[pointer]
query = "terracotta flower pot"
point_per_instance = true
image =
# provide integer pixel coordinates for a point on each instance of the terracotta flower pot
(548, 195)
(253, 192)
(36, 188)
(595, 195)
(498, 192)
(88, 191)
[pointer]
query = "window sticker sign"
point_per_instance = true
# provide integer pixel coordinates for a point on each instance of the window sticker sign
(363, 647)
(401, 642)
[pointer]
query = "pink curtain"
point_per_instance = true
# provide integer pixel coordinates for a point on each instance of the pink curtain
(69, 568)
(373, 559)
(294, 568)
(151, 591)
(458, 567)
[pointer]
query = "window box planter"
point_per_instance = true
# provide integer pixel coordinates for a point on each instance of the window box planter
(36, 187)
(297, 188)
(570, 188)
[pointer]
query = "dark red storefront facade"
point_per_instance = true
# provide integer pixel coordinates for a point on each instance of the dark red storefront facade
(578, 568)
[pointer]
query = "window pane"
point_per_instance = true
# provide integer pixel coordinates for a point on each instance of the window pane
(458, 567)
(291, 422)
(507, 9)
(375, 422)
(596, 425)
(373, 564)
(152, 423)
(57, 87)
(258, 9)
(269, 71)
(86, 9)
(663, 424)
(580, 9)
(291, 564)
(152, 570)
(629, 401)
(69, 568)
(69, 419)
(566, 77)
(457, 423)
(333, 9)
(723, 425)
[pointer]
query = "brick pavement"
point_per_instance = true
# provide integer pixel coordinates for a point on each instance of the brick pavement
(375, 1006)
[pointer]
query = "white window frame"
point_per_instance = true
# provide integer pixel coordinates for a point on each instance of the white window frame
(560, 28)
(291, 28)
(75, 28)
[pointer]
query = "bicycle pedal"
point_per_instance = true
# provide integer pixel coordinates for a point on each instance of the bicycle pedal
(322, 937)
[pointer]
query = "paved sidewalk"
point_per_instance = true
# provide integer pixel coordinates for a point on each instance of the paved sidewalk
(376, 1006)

YOUR OBJECTIVE - Your task is to print the whole listing again exactly.

RESULT OF THIS TASK -
[pointer]
query = "terracotta flower pot"
point_per_instance = true
image =
# provide integer pixel coordinates for a point on each instance of the terracotta flower pot
(548, 195)
(253, 192)
(36, 188)
(595, 195)
(498, 192)
(88, 191)
[pointer]
query = "window sticker sign"
point_per_instance = true
# provide integer pixel coordinates for a point on each instance of the window sticker sign
(363, 647)
(401, 642)
[pointer]
query = "pink curtain"
point_per_instance = true
# provide integer pixel coordinates for a point on each instance of the pink curtain
(69, 568)
(373, 559)
(294, 568)
(151, 591)
(458, 567)
[pointer]
query = "window box planter"
point_per_instance = true
# provide integer pixel coordinates for a point on each instance of the window box planter
(36, 187)
(297, 188)
(570, 188)
[pointer]
query = "dark red storefront facade"
point_per_instance = true
# provide integer pixel coordinates for a point on each instance of the dark red storefront facade
(578, 568)
[pointer]
query = "window pane"
point_per_instance = true
# provide integer pixel coordinates for a point on each instance of the window pane
(458, 567)
(291, 422)
(507, 9)
(375, 422)
(596, 425)
(373, 564)
(152, 423)
(57, 87)
(258, 9)
(269, 71)
(86, 9)
(663, 424)
(580, 9)
(291, 564)
(152, 570)
(629, 401)
(69, 568)
(69, 419)
(566, 77)
(457, 423)
(333, 9)
(723, 425)
[pointer]
query = "brick pavement"
point_per_instance = true
# provide integer pixel coordinates for a point on each instance of the brick pavement
(375, 1006)
[pointer]
query = "white window frame"
point_per_instance = true
# provide integer pixel coordinates for a point on each instance of the white window frame
(560, 28)
(291, 28)
(75, 28)
[pointer]
query = "bicycle pedal"
point_per_instance = true
# provide integer pixel coordinates for a point on each instance of the bicycle pedal
(322, 937)
[pointer]
query = "paved sidewalk"
point_per_instance = true
# provide integer pixel coordinates for a point on each instance of the paved sidewalk
(376, 1006)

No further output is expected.